*Text to read:*
--- --- ---

I will use an example to explain my problem, but I think that it can be generalised to any randomization testing that does not allow one to create the null distribution by enumerating of all the possible orders of the data (that is the number of possible data permutation is too large to make the complete enumeration impossible), and a sampling of the randomised data should be made.
Example: Differential Correlation
Let be $\mathbf x_1$ and $\mathbf y_1$, both of length $n_1$, a pair of vectors that represents the age and weight of $n_1$ male individuals, and $\mathbf x_2$ and $\mathbf y_2$, both of length $n_2$, a pair of vectors that represents the age and weight of $n_2$ female individuals. The number of males may be different than the number of females.
Let $\rho_1$ be the Pearson's correlation coefficient between $\mathbf x_1$ and $\mathbf y_1$, and $\rho_2$ the Pearson's correlation coefficient between $\mathbf x_2$ and $\mathbf y_2$. To reject the null hypothesis that $\rho_1=\rho_2$ using a permutation test I should create random vectors where paired elements of $\mathbf x_1/\mathbf y_1$ are swapped with paired elements of $\mathbf x_2/\mathbf y_2$, in order to remove the relationship between the measurements and the labels (male/female).
The complete enumeration of all possible order of the data would be equal to all the possible order of the vector $\mathbf x (\mathbf y)$ built by concatenating the two vectors $\mathbf x_1 \mathbf x_2 (\mathbf y_1 \mathbf y_2)$, that is $(n_1+n_2)$! This makes my complete enumeration impossible, and I need to sample $N$ configurations from all the possible configuration of $\mathbf x$, of length $n_1+n_2$.
The problem: How many elements are swapped (in average) in each data configuration?
Each possible configuration will swap a random number $R$ of (paired) elements from $\mathbf x_1/\mathbf y_1$ to $\mathbf x_2/\mathbf y_2$, and I would like to know if $R$ follows any known distribution.

--- --- ---

*Given records:*
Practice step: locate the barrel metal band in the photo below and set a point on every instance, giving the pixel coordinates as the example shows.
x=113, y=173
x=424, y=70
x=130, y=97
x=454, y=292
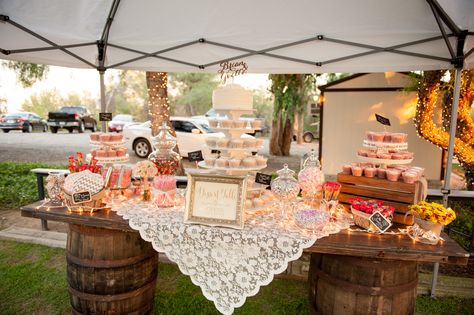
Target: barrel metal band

--- --- ---

*Exercise task 1:* In the post about differential correlation, why are paired elements of x₁/y₁ swapped with paired elements of x₂/y₂ in the permutation test? Answer in one to three sentences.
*Exercise task 2:* Carry the post about differential correlation forward from its final sentence.

*Right answer 1:* The swaps remove the relationship between the measurements and the labels (male/female). This creates the random data needed to test the null hypothesis that ρ₁ = ρ₂.

*Right answer 2:*
Let then $\mathbf v$ be a vector of length $n_1+n_2$, built by concatenating a vector $\mathbf v_1$, that includes $n_1$ elements set to $0$ representing $\mathbf x_1/\mathbf y_1$, and $\mathbf v_2$ that includes $n_2$ elements set to $1$ representing $\mathbf x_2/\mathbf y_2$. Let then shuffle the element of $\mathbf v$ for $N$ times, and count, at each step $i$ (with $i \in [i, N]$), how many elements $c_i$ of $n_1$ are now set to $1$, that is, how many elements were swapped at that permutation step. Let then build the distribution of my permuted elements $c$.
These steps are performed by the following function, while the histogram will show the distribution:
count.permuted.elements <- function(n1, n2, N=10000) {
c <- numeric(N)
for (i in 1:N) {
v <- c(rep(0, n1), rep(1, n2))
v <- sample(v)
c[i] <- sum(v[1:n1])
}
c
}
hist(count.permuted.elements(n1, n2))
I have run some simulations with different values of $n_1/n_2$, and what I obtained (see plots below) are normal distributions, as also confirmed by the function fitdist (in the R package fitdistrplus). Let me underline that the right tail is limited by the length of the shortest vector, that is, I can't permute more elements than those included in the shorter vector (see the plot on the bottom right for an example).
The problem (restated): How to estimate the parameters of the normal distributions ($\mu$ and $\sigma$) showed above, by using only $n_1$ and $n_2$?
After running several simulation, varying $n_1/n_2$, it seems to me that the mean $\mu$ is a function of the length of the smaller vector (let's say $n_1$) and the square root of the ratio between the two lengths, that is:
$$\mu = n_1 \cdot \left(-0.604 \cdot \sqrt{\frac{n_1}{n_2}} + 1.101\right)$$
However, I can't find a way to calculate $\sigma$ --and I am not sure that what I did to evaluate $\mu$ is very correct.
My question is: does anyone know how to evaluate, in a formal or empirical way, the parameters of the normal distributions ($\mu$ and $\sigma$) build by counting how many elements are swapped (in average) between the two arrays in each data configuration?
Thank you very much for your help!